Saved entries
== == ==

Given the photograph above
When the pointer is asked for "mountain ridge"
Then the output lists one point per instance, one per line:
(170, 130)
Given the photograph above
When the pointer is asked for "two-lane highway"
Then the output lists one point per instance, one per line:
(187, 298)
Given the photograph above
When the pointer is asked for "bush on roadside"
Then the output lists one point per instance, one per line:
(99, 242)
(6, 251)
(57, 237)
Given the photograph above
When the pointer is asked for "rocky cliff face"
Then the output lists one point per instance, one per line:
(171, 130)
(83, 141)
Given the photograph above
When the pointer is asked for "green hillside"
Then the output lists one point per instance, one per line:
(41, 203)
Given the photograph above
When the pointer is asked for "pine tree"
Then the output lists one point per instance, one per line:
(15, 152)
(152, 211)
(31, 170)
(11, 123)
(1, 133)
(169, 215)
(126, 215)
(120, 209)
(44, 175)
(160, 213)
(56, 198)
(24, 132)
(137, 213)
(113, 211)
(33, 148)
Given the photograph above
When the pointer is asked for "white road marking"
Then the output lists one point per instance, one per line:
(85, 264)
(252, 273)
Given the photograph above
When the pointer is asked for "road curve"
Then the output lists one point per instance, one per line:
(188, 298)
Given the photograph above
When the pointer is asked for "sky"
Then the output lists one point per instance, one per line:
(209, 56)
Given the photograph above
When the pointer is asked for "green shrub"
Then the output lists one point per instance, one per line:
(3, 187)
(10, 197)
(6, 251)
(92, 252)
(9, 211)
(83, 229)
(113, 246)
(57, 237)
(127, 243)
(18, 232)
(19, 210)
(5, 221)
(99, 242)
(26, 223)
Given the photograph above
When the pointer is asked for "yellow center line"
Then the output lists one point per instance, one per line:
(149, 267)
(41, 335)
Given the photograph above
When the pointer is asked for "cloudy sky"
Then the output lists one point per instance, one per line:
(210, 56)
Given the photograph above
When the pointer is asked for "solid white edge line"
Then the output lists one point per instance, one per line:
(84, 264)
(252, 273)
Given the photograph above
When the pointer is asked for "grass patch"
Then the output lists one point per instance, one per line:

== == ==

» **PROBLEM REQUIREMENTS**: Above are some records. Copy each of their lines that holds the string "white".

» **RESULT**:
When the pointer is asked for "white road marking"
When the pointer is asked for "solid white edge line"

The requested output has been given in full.